# [EXERCISE]
Rewrite every one of the records below with "innermost point" changed to "center point" each time it appears, keeping all other text the same.

--- begin DATA EXTRACT ---

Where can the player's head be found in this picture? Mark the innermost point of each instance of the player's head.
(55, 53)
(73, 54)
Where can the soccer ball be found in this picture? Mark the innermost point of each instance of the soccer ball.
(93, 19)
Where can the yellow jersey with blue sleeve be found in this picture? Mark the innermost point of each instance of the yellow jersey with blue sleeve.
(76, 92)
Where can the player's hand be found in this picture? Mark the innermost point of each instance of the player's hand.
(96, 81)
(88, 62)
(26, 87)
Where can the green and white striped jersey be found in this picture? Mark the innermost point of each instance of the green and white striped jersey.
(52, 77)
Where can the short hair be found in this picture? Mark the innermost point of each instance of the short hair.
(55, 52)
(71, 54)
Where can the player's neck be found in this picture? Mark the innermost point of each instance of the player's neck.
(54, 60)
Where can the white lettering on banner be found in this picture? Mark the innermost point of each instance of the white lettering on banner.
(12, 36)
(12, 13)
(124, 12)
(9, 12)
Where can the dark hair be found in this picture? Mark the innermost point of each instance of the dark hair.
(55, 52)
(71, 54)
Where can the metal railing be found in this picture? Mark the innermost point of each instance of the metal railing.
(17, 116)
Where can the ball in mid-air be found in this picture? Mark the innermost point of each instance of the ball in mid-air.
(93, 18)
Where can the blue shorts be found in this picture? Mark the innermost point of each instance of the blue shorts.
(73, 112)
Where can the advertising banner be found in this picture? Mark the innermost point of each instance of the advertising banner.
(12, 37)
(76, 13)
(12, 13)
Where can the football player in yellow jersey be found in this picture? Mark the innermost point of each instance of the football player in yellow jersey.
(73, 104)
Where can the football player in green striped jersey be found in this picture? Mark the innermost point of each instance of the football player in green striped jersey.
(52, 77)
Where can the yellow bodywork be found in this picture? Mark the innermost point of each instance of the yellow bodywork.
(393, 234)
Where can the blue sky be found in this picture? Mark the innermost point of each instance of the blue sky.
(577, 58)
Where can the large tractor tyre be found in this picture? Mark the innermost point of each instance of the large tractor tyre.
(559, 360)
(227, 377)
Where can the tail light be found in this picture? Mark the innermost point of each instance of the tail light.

--- end DATA EXTRACT ---

# [FINAL RESULT]
Where can the player's head be found in this picture? Mark the center point of each instance of the player's head.
(55, 53)
(73, 54)
Where can the soccer ball be found in this picture? Mark the center point of each instance of the soccer ball.
(93, 19)
Where can the yellow jersey with blue sleeve be found in this picture? Mark the center point of each instance of the yellow jersey with blue sleeve.
(76, 92)
Where can the player's hand be found in this picture? Mark the center point of each instance of the player's hand.
(96, 81)
(88, 62)
(26, 87)
Where can the green and white striped jersey be found in this picture? Mark the center point of each instance of the green and white striped jersey.
(52, 77)
Where can the short hair be found in this picture? Mark the center point of each instance of the short hair.
(55, 52)
(71, 54)
Where can the player's neck be found in this picture? Mark the center point of each instance of the player's neck.
(54, 60)
Where can the white lettering on banner be found in this picture? Mark the center point of each instance of the white lettering on banner.
(12, 36)
(12, 13)
(124, 12)
(9, 12)
Where can the dark hair be found in this picture? Mark the center point of each instance of the dark hair.
(55, 52)
(71, 54)
Where can the metal railing be found in this picture? Mark the center point of each instance of the metal railing.
(17, 116)
Where can the ball in mid-air be found in this picture? Mark the center point of each instance of the ball in mid-air.
(93, 18)
Where can the blue shorts be found in this picture? Mark the center point of each instance of the blue shorts.
(73, 112)
Where can the advertising banner be found in this picture? Mark the center point of each instance of the advertising banner.
(12, 37)
(76, 13)
(12, 13)
Where can the football player in yellow jersey be found in this picture? Mark the center point of each instance of the football player in yellow jersey.
(73, 104)
Where can the football player in green striped jersey be found in this picture? Mark the center point of each instance of the football player in green striped jersey.
(52, 77)
Where can the yellow bodywork be found in this picture? Mark the center point of each instance of the yellow bodywork.
(393, 234)
Where can the blue sky be found in this picture? Mark the center point of each instance of the blue sky.
(577, 58)
Where can the large tractor tyre be found in this picture? Mark the center point of each instance of the large tractor tyre.
(559, 360)
(227, 377)
Where can the tail light be found in this picture? Mark the center point of each instance of the tail light.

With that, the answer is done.